### STORED DATA
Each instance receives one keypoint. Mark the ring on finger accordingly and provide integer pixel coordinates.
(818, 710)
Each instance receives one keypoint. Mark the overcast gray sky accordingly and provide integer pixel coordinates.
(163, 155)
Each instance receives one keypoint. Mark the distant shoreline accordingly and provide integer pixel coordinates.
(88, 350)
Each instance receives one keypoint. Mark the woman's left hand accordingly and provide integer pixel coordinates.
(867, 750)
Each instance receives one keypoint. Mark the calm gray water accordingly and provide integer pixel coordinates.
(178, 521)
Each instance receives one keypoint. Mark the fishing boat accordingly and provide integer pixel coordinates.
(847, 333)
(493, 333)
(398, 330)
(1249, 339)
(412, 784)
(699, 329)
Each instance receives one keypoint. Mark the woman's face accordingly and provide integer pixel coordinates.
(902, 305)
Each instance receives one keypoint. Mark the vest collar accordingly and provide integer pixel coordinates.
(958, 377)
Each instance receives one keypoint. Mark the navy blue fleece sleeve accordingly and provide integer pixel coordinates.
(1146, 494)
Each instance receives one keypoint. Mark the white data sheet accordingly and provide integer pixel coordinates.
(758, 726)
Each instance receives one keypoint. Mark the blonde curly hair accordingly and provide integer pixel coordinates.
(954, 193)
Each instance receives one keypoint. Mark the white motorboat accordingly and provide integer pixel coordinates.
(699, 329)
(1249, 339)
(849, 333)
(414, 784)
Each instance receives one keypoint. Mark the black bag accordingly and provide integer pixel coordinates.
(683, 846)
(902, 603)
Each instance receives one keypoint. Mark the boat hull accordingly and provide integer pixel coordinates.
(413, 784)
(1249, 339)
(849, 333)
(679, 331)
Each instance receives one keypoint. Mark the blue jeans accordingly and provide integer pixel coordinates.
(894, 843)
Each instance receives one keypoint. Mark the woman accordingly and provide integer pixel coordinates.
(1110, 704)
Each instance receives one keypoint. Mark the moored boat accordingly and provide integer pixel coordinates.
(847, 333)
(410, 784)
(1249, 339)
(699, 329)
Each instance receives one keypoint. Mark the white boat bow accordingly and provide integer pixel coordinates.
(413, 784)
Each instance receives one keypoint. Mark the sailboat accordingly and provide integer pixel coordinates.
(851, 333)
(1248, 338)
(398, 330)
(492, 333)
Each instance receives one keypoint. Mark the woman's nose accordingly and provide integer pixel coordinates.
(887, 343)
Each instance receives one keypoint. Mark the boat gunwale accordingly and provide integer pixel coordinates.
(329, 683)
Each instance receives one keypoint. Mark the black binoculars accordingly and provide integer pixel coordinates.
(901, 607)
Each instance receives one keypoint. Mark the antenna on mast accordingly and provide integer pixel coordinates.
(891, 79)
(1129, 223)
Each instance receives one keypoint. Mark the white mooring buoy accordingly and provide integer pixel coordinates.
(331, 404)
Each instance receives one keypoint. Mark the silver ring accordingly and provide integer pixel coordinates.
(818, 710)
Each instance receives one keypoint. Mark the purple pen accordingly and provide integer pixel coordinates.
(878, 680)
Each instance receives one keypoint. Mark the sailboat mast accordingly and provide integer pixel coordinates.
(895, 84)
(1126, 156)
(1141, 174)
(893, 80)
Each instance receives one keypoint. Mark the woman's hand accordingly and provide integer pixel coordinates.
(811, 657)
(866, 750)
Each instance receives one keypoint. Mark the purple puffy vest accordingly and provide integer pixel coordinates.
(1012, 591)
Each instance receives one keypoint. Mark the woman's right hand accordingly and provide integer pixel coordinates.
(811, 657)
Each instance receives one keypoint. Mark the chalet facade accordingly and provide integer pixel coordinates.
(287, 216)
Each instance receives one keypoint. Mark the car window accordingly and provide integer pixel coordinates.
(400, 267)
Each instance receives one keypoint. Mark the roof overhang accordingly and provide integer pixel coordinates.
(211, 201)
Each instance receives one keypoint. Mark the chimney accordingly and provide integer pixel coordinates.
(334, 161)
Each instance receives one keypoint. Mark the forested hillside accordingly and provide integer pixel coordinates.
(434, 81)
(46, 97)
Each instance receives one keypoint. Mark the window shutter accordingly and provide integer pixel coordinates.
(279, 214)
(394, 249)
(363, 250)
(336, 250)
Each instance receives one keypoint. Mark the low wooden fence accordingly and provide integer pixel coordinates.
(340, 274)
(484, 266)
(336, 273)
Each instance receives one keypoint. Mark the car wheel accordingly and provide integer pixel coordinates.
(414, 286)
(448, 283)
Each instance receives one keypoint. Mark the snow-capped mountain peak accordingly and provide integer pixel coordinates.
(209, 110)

### EXERCISE DESCRIPTION
Copy down the whole of the data above, matching it exactly.

### TASK OUTPUT
Each instance receives one keypoint. Mark the ring on finger accordingly and provide integer pixel coordinates.
(818, 710)
Each instance receives one keypoint. Mark the overcast gray sky accordingly and provide integer pixel coordinates.
(163, 155)
Each instance receives one keypoint. Mark the distant shoreline accordingly and provide integer pixel coordinates.
(88, 350)
Each instance receives one keypoint. Mark the woman's left hand accordingly and provide integer pixel coordinates.
(867, 750)
Each instance receives one keypoint. Mark the calm gray water accordingly and provide integer pixel coordinates.
(178, 521)
Each instance receives one keypoint. Mark the fishing boat accordingly and provide integer pixel coordinates.
(847, 333)
(493, 333)
(398, 330)
(1249, 339)
(412, 784)
(699, 329)
Each instance receives one keypoint. Mark the woman's face accordingly and provide integer pixel coordinates.
(902, 305)
Each instance receives one keypoint. Mark the vest collar accordingly and provide integer pixel coordinates.
(958, 377)
Each instance receives one keypoint. Mark the navy blue fleece sleeve accordingly and provide integer pixel coordinates.
(1146, 494)
Each instance receives one keypoint. Mark the white data sheet accordingly and provide integer pixel coordinates.
(758, 726)
Each instance receives one keypoint. Mark the blonde curly hair accordingly and provide integer pixel coordinates.
(954, 193)
Each instance receives one keypoint. Mark the white motorboat accordingly and provide integer pixel coordinates.
(699, 329)
(1249, 339)
(849, 333)
(414, 784)
Each instance receives one keypoint. Mark the black bag accordingly and provide integer pixel coordinates.
(683, 846)
(902, 603)
Each instance receives one keypoint. Mark the boat hull accordingly and provide integer pixel coordinates.
(413, 784)
(1249, 339)
(849, 333)
(679, 331)
Each instance receives one keypoint. Mark the blue jeans accordingly and provide integer pixel coordinates.
(894, 843)
Each instance receives one keypoint. Mark the woman accordingly and provide integer pixel coordinates.
(1110, 704)
Each instance receives one keypoint. Mark the moored boat accordingly and provide integer pixel coordinates.
(847, 333)
(410, 784)
(1249, 339)
(699, 329)
Each instance receives one keypoint. Mark the white boat bow accordingly and provide integer pixel coordinates.
(413, 784)
Each instance receives one keypoint. Mark the sailboat accordingly and provide integer pixel coordinates.
(851, 333)
(1248, 338)
(398, 330)
(492, 333)
Each instance receives one keypoint. Mark the woman's nose accordingly and provide integer pixel coordinates.
(887, 343)
Each instance receives one keypoint. Mark the boat gunwale accordingly and provide integer pixel coordinates.
(329, 683)
Each instance receives one keypoint. Mark the black binoculars accordingly and provide integer pixel coordinates.
(901, 607)
Each instance receives one keypoint. Mark the antenna on mast accordingly and provide integer pixel coordinates.
(891, 79)
(1129, 223)
Each instance receives one keypoint. Mark the white mooring buoy accordingly and provide integer pixel coordinates.
(331, 404)
Each instance receives one keypoint. Mark the silver ring accordingly and provide integer pixel coordinates.
(818, 710)
Each instance receives one keypoint. Mark the purple pen accordingly and provide integer pixel coordinates.
(878, 680)
Each instance receives one keypoint. Mark the sailboat mast accordingly and provide integer pixel coordinates.
(895, 84)
(1126, 156)
(1141, 174)
(893, 80)
Each instance receives one keypoint. Mark the woman's hand accordingly and provide integer pixel coordinates.
(811, 657)
(866, 750)
Each instance receives one keypoint. Mark the purple puffy vest accordingly and provide integer pixel coordinates.
(1012, 591)
Each instance receives one keypoint. Mark the woman's right hand accordingly and provide integer pixel coordinates.
(811, 657)
Each instance receives one keypoint. Mark the chalet facade accordingly and provide integer pixel coordinates.
(287, 216)
Each instance receives one keypoint. Mark the car window accordingly and provide integer pixel coordinates.
(400, 267)
Each instance receives one keypoint. Mark the roof overhang accordingly and provide integer pixel coordinates.
(211, 201)
Each instance receives one keypoint. Mark the chimney accordingly and provide integer pixel coordinates.
(334, 161)
Each instance receives one keypoint. Mark the forested hillside accordingly and provide integer pixel coordinates.
(434, 81)
(46, 97)
Each instance receives one keypoint. Mark the window shutter accordingly and provide integer pixel coordinates.
(279, 214)
(394, 249)
(363, 250)
(336, 250)
Each instance receives one keypoint. Mark the low wooden fence accordingly and provide integer pixel coordinates.
(340, 274)
(484, 266)
(336, 273)
Each instance receives one keypoint. Mark the car wheel accordingly and provide integer pixel coordinates.
(414, 286)
(448, 283)
Each instance receives one keypoint. Mark the snow-capped mountain peak accordingly and provide integer pixel coordinates.
(209, 110)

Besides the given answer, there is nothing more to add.